#### [REQUIRED ACTIONS]
a: In the physical therapy essay, why did the writer decide to treat the back pain now rather than keep living with it? Answer in one to three sentences.
b: Please continue the physical therapy essay from its last sentence, picking up the points the writer says are in the story.
*** Opening DOCUMENT EXTRACT ***
It was distracting, but it was even more concerning for me. After all, this man had come to this conference, I assume willingly, and was here to participate right? I have seen developers, people, like him before. I can only assume what his life was like up until I met him, but to me it seemed he was usually under pressure, dealt with timelines, unreasonable expectations, or broken promises. I felt sorry for him, and I also realized, that I have been like him at points in my past. Points I didn’t realize at the time that I had the power within me to change.
Coming back to my physical therapy. Up until I spoke with my doctor, I dealt with my pain. I said to myself that going to the doctor was too much trouble, hassle, he couldn’t do any thing for me, all manner of fleeting excuses that was me telling myself that I could just live with it and be lazy by not having to leave the house on an errand. I was like that man, complaining about the pain, but not actually doing anything about it.
Eventually, the incidents of pain became too much, and I realized that treating the problem now was going to be a lot easier than treating it when I was eighty. Not to mention that I would have many years of pain if I waited that long to treat it. I want my kids to be able to jump on me, and to be a superhero for them. It was that decision that changed me from the man complaining about things, into someone who was taking control over their own body.
I love hacking. I’m a programmer, woodworker, writer, electronics enthusiast, you name it. If it has a puzzle involved, I am all for diving in to solve it.
I decided, and this is important, I had the presence of mind to decide to look at my physical therapy as a puzzle. My back pain is something that I can solve. I need help, information, on how to hack my back, and so I looked for good resources, my doctor, and my physical therapist. That mindset has made a world of difference. I am hacking my back, and I’m getting results.
Where am I going with this rambling tale? I’m sure that I haven’t been entirely clear on my point, in fact, there are several points inside my narrative, so let me see if I can tease them out for you.
*** Closing DOCUMENT EXTRACT ***
*** Opening RECORDS PROVIDED ***
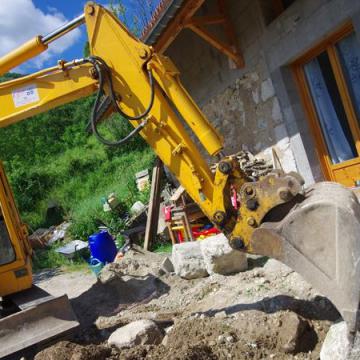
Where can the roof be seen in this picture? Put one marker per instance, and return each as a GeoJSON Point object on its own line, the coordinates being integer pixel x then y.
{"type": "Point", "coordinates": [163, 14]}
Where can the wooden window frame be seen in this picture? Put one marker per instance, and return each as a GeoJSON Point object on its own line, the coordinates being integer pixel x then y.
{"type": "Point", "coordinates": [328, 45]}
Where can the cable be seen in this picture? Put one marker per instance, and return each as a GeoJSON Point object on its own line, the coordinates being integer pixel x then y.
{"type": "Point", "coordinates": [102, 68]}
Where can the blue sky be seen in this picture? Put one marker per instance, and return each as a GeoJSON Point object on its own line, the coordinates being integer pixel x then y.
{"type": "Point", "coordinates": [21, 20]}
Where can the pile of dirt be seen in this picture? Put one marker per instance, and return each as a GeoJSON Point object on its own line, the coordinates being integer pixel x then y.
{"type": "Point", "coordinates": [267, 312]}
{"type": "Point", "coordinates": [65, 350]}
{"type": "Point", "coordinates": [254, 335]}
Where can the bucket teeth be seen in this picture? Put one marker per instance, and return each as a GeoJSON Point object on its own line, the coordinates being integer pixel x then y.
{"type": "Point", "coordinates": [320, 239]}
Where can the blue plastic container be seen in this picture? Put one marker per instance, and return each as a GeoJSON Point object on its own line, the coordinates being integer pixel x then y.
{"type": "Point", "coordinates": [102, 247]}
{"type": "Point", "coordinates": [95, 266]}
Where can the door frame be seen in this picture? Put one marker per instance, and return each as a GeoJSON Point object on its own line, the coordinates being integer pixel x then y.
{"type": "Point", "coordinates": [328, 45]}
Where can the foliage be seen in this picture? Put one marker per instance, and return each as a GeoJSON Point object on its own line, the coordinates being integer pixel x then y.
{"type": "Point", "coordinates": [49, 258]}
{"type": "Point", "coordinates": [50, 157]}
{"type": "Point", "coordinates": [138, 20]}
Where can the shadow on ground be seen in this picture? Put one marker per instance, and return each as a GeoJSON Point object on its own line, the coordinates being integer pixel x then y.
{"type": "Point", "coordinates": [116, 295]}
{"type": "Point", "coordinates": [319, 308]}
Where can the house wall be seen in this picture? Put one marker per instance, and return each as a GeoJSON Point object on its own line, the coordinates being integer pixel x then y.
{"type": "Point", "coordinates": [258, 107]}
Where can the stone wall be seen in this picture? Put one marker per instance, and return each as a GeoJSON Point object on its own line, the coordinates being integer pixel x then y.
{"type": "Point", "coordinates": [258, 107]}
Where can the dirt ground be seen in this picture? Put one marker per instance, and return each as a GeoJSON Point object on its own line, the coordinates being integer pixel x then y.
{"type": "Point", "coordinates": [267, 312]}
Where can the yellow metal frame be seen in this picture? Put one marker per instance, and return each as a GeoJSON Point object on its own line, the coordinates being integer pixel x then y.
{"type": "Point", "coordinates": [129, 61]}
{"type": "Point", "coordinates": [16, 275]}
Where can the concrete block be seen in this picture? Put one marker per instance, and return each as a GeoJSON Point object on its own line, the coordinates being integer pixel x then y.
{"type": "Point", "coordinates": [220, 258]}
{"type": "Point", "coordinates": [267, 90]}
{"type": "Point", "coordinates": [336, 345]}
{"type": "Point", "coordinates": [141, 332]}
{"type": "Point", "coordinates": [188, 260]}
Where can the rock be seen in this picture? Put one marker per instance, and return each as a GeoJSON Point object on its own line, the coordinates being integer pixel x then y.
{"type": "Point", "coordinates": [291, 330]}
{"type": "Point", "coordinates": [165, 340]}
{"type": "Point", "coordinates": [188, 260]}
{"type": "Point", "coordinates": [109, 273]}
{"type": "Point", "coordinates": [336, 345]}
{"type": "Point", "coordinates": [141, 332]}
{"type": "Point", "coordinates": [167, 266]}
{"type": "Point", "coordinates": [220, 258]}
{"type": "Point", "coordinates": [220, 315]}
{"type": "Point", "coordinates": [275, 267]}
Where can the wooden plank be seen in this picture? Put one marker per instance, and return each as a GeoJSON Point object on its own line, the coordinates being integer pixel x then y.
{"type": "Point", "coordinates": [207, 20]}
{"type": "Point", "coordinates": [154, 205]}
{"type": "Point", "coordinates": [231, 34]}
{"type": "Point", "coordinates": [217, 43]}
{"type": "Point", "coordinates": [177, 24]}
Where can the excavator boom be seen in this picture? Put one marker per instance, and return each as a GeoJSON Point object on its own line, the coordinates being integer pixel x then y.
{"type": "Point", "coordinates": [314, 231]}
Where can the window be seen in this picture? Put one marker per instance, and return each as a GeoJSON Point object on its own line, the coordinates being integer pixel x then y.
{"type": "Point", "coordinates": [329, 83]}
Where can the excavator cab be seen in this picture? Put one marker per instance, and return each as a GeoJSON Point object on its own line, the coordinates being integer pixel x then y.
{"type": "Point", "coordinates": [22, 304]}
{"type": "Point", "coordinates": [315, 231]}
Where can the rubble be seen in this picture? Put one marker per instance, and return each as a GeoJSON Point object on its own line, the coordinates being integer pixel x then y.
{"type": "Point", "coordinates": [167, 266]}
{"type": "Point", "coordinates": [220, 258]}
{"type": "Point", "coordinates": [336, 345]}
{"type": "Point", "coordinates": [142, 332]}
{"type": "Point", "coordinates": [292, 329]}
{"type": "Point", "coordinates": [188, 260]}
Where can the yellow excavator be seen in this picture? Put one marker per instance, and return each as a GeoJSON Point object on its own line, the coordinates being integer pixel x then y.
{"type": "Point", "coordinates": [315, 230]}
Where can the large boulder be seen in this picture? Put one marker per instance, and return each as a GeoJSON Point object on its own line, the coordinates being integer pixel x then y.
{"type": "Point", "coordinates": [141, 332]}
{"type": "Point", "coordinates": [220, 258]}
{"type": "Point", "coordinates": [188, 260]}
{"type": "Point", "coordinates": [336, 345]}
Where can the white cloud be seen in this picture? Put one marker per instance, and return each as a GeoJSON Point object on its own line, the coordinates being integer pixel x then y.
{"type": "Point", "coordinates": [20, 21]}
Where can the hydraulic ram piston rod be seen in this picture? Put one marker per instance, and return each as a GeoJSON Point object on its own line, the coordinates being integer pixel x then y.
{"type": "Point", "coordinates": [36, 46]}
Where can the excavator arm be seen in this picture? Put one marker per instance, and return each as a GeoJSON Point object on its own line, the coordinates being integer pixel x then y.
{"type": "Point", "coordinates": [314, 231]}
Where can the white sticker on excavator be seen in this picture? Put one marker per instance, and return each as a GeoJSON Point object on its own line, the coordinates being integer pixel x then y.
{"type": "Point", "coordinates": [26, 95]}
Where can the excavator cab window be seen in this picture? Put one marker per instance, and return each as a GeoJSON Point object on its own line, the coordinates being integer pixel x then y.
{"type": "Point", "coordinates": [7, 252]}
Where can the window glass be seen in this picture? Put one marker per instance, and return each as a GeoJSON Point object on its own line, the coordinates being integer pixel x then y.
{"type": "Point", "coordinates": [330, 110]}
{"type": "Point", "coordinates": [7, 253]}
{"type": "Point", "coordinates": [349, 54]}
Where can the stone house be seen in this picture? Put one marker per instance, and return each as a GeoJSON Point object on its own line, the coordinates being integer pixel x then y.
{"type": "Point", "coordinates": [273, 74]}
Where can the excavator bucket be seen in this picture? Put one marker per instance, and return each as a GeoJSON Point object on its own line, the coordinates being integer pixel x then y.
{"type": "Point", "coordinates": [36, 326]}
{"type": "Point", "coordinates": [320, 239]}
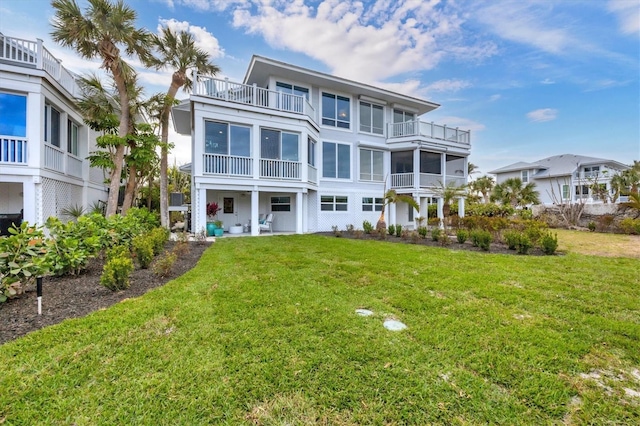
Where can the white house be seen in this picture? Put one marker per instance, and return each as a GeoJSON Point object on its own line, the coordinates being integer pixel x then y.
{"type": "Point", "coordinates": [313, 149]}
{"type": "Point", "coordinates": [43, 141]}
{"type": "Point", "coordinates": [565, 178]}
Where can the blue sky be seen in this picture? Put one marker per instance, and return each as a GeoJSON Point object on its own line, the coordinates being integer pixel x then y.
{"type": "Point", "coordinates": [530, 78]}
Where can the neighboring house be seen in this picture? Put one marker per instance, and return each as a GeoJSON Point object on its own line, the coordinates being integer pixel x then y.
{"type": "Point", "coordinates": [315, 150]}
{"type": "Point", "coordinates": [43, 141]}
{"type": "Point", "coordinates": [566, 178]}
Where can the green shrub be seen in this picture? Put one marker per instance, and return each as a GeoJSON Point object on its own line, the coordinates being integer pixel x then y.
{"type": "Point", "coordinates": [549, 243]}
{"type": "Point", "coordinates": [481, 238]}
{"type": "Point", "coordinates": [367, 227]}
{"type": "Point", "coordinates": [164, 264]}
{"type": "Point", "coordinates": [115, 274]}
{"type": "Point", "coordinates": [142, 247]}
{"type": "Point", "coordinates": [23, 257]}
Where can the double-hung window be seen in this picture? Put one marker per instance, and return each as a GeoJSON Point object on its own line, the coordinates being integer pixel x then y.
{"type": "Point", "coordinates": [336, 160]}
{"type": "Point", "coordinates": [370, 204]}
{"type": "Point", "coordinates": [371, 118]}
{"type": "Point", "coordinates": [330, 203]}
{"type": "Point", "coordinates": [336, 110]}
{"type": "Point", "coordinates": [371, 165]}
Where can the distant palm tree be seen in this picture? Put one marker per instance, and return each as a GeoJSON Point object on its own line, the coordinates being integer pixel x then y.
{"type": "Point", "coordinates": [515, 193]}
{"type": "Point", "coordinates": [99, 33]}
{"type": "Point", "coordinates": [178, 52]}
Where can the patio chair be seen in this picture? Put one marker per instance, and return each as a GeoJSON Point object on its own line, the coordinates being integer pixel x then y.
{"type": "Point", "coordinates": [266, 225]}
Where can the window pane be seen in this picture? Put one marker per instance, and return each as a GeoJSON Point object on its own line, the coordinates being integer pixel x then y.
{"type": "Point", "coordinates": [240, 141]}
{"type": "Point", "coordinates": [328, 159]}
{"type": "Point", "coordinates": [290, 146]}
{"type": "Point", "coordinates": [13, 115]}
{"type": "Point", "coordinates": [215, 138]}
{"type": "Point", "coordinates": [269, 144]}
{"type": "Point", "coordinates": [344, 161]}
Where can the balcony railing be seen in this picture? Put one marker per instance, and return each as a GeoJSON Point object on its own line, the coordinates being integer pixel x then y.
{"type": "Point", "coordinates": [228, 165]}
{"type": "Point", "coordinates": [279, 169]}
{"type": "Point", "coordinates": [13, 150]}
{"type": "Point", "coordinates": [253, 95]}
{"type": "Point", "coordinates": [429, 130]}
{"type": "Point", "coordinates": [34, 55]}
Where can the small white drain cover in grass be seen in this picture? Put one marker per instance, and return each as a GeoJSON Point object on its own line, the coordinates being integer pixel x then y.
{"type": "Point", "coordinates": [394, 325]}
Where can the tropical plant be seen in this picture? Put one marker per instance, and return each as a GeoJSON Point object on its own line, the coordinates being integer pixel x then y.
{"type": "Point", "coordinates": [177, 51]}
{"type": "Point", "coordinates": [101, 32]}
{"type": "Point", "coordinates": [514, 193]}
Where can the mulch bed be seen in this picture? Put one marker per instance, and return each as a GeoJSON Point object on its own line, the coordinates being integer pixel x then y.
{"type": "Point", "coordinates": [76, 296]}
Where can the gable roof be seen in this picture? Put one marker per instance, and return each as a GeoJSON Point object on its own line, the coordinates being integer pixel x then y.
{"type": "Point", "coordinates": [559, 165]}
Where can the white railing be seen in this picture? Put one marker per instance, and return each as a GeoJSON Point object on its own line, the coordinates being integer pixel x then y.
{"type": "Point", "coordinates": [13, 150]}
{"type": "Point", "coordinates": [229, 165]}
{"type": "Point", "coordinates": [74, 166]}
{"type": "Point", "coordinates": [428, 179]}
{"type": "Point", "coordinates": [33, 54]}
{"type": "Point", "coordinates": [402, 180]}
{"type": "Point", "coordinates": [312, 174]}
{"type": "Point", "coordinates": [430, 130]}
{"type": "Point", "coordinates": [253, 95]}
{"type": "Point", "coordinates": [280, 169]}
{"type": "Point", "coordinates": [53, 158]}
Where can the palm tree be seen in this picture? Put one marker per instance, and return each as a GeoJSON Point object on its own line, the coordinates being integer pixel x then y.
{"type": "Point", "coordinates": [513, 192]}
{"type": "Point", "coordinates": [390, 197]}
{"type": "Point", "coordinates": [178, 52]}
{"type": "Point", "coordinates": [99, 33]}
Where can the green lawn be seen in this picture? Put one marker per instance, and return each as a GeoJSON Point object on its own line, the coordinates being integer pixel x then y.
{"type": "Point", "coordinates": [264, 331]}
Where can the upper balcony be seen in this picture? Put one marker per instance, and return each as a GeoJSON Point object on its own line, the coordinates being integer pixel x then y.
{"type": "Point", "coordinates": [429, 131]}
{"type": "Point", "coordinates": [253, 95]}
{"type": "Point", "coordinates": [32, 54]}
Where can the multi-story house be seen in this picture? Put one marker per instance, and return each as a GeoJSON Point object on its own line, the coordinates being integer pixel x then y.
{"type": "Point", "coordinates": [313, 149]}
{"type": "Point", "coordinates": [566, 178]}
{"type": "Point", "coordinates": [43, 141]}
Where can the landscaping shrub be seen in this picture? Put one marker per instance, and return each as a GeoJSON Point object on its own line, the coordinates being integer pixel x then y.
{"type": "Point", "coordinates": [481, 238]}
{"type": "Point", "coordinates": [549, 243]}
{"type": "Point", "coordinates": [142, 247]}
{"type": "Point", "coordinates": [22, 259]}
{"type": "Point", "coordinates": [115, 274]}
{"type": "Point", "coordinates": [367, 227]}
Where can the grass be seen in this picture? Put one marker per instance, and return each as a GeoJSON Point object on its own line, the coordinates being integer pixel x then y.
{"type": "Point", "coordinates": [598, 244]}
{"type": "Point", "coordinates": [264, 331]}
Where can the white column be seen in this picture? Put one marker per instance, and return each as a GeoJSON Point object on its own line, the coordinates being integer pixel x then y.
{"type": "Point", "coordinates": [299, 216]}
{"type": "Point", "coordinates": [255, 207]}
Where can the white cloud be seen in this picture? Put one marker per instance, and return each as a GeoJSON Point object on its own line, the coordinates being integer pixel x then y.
*** Closing RECORDS PROVIDED ***
#### [OUTPUTS FOR THE TASKS]
a: The writer realized that treating the problem now would be much easier than treating it at eighty, and that waiting would mean many years of pain. The writer also wants the kids to be able to jump on their parent, and to be a superhero for them.

b:
- If something pains you, do something about it. Gather information you need, and solve that puzzle.
- Be self-aware. If you don’t look at yourself, you won’t see places you can make change, only feel the pain of the things that are wrong.
- Get a mirror to help you see. If something is paining you, code, your body, your relationships, anything, then find something or someone to help you get a perspective on it.
- We only live the one life we have, so why suffer, in any way, to just get through it. Make it the best life you can live. Will you fail at things? Sure. There’s information there, learn from it, and then use that to go at it again.
- Be critical, but not closed minded. Look at new things with a critical eye and you will always find some grain of knowledge that you can tease out of it that can help you on your journey.
This was written just after the closing of ng-conf 2015. I’m riding a pretty good high of energy and excitement from the things that I learned over the last two days. I’ve also got a head swimming with thoughts and ideas, which accounts for some of the excited ramble above. I hope to organize my thoughts more over the next few days, but I also hope not to lose any of the excitement, the passion, that I have absorbed.
If I do, then you can expect more articles from me here, and I will make the effort to have them be a more focused version of my enthusiasm.